## SOURCE RECORDS
----------

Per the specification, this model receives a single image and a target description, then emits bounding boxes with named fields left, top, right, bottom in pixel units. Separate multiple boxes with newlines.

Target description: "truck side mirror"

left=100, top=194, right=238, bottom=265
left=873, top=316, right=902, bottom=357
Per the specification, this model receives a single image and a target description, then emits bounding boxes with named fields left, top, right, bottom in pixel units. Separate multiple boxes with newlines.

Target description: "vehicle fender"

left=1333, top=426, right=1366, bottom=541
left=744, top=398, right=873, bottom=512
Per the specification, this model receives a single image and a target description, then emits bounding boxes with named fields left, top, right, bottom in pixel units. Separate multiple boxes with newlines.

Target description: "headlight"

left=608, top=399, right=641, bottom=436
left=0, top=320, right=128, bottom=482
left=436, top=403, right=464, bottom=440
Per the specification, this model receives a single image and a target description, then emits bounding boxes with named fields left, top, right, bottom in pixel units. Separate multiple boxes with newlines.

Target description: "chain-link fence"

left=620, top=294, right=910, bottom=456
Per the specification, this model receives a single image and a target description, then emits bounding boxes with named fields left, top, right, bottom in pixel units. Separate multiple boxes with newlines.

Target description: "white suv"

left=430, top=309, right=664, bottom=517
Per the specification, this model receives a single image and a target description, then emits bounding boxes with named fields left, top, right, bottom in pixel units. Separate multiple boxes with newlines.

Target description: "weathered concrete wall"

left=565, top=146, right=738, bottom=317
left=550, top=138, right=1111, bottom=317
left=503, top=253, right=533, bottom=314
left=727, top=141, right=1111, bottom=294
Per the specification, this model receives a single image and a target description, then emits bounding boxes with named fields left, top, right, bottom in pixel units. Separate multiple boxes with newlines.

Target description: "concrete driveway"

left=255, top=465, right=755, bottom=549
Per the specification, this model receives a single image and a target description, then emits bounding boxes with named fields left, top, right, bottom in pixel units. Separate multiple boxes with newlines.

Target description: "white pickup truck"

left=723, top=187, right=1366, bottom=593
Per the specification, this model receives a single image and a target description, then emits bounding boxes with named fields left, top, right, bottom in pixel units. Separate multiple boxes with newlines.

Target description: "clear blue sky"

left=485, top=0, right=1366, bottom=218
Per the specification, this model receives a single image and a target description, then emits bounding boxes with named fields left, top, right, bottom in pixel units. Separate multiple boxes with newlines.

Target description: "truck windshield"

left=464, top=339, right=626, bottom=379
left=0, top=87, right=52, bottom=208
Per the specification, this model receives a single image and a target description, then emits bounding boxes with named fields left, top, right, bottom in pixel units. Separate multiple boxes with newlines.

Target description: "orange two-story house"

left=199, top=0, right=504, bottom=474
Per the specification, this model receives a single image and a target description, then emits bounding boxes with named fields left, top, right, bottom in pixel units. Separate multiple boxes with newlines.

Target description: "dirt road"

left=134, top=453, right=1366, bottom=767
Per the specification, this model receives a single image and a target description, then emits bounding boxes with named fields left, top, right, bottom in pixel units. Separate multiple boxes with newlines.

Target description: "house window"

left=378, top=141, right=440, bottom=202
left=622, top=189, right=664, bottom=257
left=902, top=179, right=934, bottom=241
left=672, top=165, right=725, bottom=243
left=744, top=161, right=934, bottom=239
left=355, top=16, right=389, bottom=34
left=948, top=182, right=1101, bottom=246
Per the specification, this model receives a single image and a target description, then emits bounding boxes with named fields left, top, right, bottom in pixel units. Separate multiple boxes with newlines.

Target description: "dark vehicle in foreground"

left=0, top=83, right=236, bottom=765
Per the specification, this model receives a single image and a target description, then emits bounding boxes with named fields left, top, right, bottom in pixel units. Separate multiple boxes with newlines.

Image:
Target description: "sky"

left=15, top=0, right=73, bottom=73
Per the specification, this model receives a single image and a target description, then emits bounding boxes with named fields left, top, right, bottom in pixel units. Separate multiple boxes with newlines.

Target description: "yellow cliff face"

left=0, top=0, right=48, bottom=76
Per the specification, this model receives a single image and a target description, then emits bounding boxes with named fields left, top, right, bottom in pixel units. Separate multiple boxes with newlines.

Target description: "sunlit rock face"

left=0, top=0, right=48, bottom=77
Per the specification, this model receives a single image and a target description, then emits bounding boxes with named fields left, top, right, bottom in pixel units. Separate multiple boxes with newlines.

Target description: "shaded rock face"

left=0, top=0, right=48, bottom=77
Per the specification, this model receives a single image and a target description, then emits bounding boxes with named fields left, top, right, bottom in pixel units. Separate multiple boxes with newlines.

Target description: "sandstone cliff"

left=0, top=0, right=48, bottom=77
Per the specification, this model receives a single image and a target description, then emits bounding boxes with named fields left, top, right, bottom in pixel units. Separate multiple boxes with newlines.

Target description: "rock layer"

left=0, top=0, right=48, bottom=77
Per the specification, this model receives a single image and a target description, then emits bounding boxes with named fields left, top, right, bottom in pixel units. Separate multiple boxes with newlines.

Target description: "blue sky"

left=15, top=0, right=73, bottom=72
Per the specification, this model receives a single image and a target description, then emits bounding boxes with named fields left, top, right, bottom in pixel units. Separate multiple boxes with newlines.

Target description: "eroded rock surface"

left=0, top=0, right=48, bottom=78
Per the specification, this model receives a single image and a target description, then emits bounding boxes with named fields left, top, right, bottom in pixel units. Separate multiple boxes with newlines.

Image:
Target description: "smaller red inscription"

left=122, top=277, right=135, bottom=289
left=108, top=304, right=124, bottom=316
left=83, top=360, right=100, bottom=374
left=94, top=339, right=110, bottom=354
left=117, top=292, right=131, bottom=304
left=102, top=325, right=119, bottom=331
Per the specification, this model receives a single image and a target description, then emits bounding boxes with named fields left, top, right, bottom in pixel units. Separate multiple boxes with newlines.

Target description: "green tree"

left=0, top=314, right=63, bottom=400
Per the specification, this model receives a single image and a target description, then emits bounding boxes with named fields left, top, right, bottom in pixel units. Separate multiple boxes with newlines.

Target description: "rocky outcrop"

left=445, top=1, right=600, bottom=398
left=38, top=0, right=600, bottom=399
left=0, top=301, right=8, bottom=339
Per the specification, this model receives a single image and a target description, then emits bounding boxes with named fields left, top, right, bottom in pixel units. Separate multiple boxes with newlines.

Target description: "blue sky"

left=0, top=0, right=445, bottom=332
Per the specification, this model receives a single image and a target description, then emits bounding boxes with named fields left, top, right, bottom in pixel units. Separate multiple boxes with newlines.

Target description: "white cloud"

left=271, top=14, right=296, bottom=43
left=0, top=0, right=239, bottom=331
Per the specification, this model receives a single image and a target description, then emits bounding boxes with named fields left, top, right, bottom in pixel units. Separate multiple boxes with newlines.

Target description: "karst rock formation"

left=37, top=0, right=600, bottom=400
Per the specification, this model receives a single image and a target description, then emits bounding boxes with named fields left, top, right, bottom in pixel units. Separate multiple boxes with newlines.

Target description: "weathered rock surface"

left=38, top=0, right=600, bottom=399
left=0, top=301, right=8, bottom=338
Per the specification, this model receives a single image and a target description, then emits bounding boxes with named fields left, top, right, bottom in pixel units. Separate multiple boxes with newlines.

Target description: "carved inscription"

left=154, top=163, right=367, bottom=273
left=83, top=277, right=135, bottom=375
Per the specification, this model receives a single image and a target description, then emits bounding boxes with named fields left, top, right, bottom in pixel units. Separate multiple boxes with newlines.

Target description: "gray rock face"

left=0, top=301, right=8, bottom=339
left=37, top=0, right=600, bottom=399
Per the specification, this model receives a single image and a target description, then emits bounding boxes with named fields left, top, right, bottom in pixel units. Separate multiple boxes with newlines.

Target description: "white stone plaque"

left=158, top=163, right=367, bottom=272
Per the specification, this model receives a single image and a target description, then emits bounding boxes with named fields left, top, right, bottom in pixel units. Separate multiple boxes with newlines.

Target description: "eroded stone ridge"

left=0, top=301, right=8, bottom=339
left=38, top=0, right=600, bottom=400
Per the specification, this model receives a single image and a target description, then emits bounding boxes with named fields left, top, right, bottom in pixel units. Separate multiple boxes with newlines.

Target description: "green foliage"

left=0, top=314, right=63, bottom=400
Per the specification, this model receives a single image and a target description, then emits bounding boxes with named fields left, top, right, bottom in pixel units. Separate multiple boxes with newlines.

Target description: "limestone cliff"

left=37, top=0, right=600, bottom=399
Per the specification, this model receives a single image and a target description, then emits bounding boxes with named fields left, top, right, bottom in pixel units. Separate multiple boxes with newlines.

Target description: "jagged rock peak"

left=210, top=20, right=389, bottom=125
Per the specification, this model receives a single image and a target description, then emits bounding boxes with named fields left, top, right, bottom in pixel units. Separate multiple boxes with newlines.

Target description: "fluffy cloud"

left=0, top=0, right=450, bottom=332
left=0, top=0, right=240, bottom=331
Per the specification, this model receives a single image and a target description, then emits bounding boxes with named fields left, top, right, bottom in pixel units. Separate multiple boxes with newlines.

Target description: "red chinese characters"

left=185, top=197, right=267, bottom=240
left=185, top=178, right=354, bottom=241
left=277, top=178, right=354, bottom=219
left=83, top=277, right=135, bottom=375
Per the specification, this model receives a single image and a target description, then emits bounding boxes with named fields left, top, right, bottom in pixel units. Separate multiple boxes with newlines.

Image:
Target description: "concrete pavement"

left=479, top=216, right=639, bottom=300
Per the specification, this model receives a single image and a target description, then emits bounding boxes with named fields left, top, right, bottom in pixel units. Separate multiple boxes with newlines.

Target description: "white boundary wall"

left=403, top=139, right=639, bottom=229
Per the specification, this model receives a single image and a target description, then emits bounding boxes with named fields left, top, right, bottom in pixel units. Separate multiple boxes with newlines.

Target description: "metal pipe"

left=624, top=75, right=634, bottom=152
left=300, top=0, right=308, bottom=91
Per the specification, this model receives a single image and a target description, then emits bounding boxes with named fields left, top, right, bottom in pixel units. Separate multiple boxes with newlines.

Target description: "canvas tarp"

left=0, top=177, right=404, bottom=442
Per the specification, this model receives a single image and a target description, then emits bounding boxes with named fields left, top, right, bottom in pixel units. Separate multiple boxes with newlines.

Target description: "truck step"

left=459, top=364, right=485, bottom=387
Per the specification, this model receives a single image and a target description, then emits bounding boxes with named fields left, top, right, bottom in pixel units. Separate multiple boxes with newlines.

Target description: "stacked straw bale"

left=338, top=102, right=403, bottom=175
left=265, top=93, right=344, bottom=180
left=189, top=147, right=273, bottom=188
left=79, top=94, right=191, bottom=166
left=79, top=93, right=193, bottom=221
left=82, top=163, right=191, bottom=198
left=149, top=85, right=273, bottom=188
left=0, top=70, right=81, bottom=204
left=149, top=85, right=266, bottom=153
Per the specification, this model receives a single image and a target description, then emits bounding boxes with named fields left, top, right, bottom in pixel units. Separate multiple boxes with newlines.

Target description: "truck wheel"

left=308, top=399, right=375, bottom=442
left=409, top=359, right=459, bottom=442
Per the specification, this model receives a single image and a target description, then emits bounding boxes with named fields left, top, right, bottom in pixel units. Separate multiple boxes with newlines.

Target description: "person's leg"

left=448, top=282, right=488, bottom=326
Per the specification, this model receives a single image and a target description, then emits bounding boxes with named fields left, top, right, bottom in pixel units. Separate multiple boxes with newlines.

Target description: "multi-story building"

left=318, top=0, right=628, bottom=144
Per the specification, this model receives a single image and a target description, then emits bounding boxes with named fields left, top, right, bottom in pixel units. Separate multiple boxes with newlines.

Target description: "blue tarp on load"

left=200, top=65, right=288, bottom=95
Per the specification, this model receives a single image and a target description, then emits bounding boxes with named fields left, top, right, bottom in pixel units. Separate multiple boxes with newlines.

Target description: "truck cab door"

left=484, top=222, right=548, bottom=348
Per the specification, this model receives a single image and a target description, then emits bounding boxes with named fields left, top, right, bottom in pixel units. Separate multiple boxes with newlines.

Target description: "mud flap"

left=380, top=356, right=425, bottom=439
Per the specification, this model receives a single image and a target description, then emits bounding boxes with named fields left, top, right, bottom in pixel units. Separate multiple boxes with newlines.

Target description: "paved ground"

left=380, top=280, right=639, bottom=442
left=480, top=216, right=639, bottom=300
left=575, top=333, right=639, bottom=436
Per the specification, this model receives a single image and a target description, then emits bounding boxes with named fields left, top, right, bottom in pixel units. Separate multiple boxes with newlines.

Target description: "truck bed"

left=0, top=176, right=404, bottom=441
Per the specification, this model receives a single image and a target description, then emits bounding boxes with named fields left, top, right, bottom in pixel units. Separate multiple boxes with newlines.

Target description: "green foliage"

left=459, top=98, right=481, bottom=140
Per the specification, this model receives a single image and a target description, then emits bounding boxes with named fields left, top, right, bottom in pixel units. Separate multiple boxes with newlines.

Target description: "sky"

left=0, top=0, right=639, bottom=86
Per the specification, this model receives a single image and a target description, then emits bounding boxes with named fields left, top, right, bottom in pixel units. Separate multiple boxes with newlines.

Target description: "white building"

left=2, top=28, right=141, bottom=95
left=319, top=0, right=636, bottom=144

----------

## GIVEN INSTRUCTION
Find every line in the records above that contains the string "weathered" and copy each one in full.

## EXERCISE RESULT
Target description: "weathered concrete wall"
Target description: "weathered rock surface"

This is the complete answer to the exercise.